The Office of Management and Budget’s (OMB’s) so-called Omni Circular supersedes and streamlines requirements from eight existing circulars that apply to federal awards. Although the new audit threshold has received much of the attention, nonprofits that receive federal awards should be aware of other significant changes that take effect for new contracts starting after Dec. 26, 2014.
The Omni Circular, or the “Uniform Administrative Requirements, Cost Principles, and Audit Requirements for Federal Awards,” includes significant reforms to the cost principles formerly found in Circulars A-21, A-87 and A-122. For example, a nonprofit that’s never had a negotiated indirect cost rate may now use a de minimis rate of 10% of modified total direct costs. Nonprofits that have an approved federally negotiated indirect cost rate can apply for a one-time extension up to four years without further negotiation.
--------------------------------------------------
* _GIVEN INSTRUCTION A_:
In the Omni Circular text, what indirect cost rate may a nonprofit that has never had a negotiated rate now use?
--------------------------------------------------
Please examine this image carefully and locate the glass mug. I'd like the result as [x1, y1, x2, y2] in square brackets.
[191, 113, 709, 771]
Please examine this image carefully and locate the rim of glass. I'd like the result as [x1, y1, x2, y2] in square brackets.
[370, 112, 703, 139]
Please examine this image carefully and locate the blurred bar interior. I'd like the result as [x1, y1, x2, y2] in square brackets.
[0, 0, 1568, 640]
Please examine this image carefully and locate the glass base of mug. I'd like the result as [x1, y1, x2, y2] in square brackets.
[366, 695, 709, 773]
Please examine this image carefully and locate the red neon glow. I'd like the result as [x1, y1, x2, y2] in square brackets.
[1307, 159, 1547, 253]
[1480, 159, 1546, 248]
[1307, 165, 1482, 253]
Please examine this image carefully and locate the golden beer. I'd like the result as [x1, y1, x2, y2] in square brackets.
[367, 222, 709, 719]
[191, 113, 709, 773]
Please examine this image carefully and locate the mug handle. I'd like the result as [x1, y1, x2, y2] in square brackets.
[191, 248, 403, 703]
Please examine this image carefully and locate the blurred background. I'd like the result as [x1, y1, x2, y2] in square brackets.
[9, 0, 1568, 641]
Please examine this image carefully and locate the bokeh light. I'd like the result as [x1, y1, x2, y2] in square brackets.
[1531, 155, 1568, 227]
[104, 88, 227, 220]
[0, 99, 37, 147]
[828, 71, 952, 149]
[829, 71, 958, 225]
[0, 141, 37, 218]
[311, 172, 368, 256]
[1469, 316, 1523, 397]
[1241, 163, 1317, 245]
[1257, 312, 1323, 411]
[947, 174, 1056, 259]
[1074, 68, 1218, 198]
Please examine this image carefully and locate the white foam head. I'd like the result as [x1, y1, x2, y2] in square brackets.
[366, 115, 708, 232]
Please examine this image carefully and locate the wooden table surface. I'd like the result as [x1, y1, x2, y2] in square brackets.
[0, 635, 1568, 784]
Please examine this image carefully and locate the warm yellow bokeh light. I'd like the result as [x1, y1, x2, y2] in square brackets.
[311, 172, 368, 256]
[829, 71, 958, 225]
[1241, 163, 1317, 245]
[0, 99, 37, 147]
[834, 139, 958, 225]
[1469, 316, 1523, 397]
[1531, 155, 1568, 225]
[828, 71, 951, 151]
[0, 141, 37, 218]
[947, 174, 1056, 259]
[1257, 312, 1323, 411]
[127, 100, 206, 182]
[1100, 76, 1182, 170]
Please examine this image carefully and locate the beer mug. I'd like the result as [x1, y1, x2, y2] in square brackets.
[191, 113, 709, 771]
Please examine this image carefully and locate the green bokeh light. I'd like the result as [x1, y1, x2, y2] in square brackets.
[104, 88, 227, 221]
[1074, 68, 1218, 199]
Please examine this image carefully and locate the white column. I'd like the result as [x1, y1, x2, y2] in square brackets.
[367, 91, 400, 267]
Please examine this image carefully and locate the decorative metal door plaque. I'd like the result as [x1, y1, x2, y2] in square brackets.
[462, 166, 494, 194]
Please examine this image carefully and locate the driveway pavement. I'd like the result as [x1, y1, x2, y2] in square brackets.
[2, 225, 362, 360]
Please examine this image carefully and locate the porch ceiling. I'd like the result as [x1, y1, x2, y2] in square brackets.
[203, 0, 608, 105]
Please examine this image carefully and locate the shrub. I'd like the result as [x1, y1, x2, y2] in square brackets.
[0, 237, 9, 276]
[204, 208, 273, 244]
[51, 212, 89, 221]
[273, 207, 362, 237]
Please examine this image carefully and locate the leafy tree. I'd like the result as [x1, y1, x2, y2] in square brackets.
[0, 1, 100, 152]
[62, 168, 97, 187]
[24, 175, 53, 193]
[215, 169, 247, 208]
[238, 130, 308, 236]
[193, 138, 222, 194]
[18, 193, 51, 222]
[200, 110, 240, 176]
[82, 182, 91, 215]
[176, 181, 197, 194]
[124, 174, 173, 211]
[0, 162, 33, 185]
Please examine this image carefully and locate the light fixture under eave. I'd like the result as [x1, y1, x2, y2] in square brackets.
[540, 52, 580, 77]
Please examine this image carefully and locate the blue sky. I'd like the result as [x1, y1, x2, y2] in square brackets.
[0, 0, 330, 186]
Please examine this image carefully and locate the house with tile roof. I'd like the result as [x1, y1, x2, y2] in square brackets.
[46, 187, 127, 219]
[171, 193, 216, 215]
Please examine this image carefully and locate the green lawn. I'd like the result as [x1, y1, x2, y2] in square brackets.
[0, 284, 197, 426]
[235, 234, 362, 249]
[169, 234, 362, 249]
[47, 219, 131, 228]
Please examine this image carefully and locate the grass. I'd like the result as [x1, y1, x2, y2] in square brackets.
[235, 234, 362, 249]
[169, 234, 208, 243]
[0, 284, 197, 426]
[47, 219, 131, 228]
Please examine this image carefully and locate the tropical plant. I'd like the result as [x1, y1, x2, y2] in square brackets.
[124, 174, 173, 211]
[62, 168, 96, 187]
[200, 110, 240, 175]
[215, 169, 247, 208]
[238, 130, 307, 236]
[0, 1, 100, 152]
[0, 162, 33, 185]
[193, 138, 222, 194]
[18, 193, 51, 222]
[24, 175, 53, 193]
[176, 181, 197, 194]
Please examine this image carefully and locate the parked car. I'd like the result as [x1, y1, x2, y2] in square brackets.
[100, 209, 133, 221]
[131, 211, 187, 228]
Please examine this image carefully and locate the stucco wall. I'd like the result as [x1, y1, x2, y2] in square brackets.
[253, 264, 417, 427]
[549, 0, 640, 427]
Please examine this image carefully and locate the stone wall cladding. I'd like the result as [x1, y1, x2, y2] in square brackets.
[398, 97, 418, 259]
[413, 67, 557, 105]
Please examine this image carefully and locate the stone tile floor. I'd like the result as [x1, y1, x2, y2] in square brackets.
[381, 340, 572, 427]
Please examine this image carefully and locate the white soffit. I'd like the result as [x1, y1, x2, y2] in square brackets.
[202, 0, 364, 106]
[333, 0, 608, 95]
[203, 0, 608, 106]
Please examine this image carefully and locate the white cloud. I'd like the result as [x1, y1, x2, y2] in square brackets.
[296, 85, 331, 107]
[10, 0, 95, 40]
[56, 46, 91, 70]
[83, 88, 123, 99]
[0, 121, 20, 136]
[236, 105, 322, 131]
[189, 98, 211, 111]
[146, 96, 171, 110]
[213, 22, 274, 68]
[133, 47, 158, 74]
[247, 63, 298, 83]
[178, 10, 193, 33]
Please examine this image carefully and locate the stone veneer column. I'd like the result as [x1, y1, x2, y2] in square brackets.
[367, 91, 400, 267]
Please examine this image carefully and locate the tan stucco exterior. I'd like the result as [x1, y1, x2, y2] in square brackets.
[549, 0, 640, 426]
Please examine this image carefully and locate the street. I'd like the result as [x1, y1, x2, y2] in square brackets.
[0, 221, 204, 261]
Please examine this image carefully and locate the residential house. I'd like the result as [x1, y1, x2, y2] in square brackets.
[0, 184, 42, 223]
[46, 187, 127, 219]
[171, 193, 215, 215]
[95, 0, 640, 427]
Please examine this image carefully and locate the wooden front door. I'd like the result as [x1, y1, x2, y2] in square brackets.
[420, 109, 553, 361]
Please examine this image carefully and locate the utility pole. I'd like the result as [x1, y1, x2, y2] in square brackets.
--------------------------------------------------
* _GIVEN INSTRUCTION B_:
Please resize the rows above from the line with "Please examine this image carefully and locate the mug" up to and including the line with "[1074, 68, 1218, 198]". Give only those lines again, requests included, with every bounding-box coordinate multiplied by 2.25 and rounded to a whole number, halves rounded up.

* _FULL SOLUTION A_:
A de minimis rate of 10% of modified total direct costs.

* _FULL SOLUTION B_:
Please examine this image carefully and locate the mug handle. I'd like the result as [x1, y1, x2, y2] in square brackets.
[430, 558, 907, 1582]
Please examine this image carefully and locate the blurred background. I'd like the result as [x1, y1, x2, y2] in square brackets.
[20, 0, 3528, 1442]
Please examine this image carefully and locate the bokeh light. I'd like the result as [x1, y1, x2, y2] in square brackets.
[3445, 349, 3528, 511]
[234, 198, 511, 495]
[0, 223, 83, 331]
[1863, 160, 2142, 335]
[1865, 160, 2156, 506]
[0, 317, 83, 491]
[700, 387, 828, 576]
[3305, 711, 3427, 893]
[2792, 367, 2963, 551]
[2828, 702, 2977, 925]
[2131, 392, 2376, 583]
[2417, 153, 2741, 446]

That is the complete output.